Начав прислуживать Фоме в качестве чтеца и переписчика, Видоплясов безмерно загордился, стал задирать нос, наполнился презрением к дворне, превратишись сам в объект травли и насмешек ("дразнят, уськают, даже мальчишки дворовые его вместо шута почитают "). Однако у Видоплясова свои заботы – он удручен "гнусностью" собственной фамилии и просит облагородить ее: "Неосновательная фамилия-с! ... Изображает собой всякую гнусность-с. ... Если уж мне суждено через фамилию мою плясуна изображать-с, то уж пусть было бы облагорожено по-иностранному: Танцев-с " (3, 105)  - (от "Tanz", "tanzen").
 У него "на обмен" заготовлено много вариантов "благородных" фамилий –Олеандров, Тюльпанов, Уланов – (все, кстати, с европейскими корнями), а на крайний случай припасено наикрасивейшее и душистое, как дешевый одеколон – Эссбукетов.
 
Смердяков тоже страдает из-за сходных причин, но в нем видоплясовский бунт  против фамилии превращается в бунт против происхождения: "...если бы не жребий мой с самого моего сыздетства. Я бы на дуэли из пистолета того убил, который бы мне произнес, что я подлец, потому что без отца от Смердящей произошел, а они в Москве это мне в глаза тыкали... я бы дозволил убить себя еще во чреве с тем, чтобы лишь на свет не происходить вовсе-с " (264).

== ЧТО ТРЕБУЕТСЯ СДЕЛАТЬ ==
Продолжите текст о Видоплясове и Смердякове, начав сразу после последней приведённой в нём фразы.

== ПРЕДОСТАВЛЕННЫЕ СВЕДЕНИЯ ==

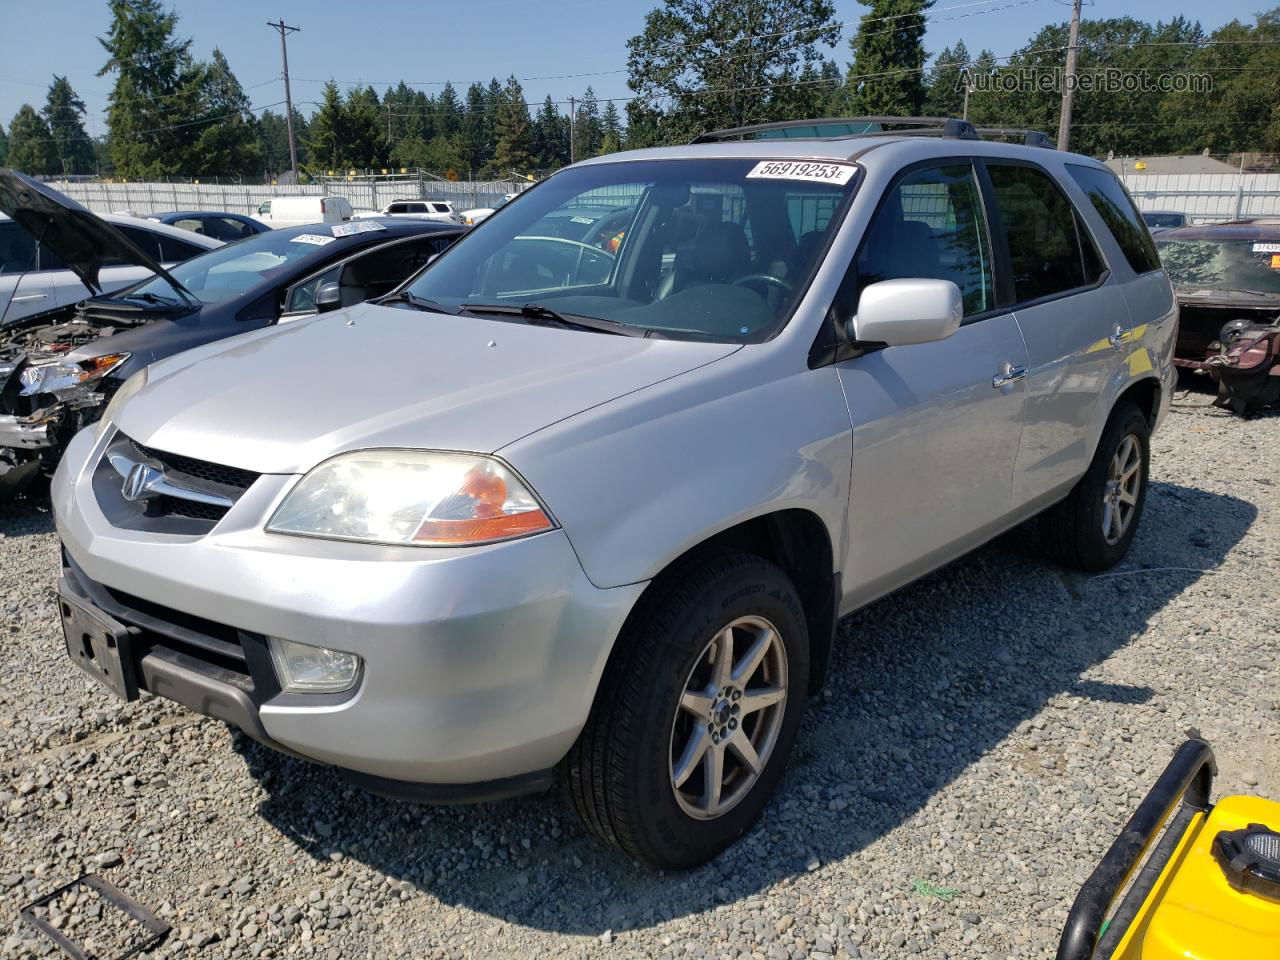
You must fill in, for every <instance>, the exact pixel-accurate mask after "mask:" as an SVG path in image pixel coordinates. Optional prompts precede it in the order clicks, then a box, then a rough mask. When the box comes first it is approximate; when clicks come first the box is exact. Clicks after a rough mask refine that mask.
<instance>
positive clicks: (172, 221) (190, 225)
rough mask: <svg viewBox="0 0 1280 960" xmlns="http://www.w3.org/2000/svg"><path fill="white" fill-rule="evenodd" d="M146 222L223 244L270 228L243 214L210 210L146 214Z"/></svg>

== РЕЗУЛЬТАТ ВЫПОЛНЕНИЯ ==
 
По Видоплясову, всё иностранное – благородное и деликатное, а всё родное – грубое и сиволапое; все иноземное – красивое и щегольское, а всё свое – бесформенное и "подлое". Переделывая слова на иностранный манер, заворачивая немыслимые фразы, Видоплясов уверен, что подобное верчение словес придает им блеск "иностранного" благородства ("суждено мне моим именем многие насмешки принять и многие горести произойти-с", "через нее я таким манером-с пошел жизнию моею претерпевать-с"). У Смердякова заметна та же тенденция, хотя и в меньшем масштабе.
 
Причину всех своих несчастий Видоплясов видит в своем сходстве с неким "иностранцем": "Все отличительные люди-с, кто сызмальства еще меня видел, говорили, что я совсем на иностранца похож, преимущественно чертами лица-с " (3, 162).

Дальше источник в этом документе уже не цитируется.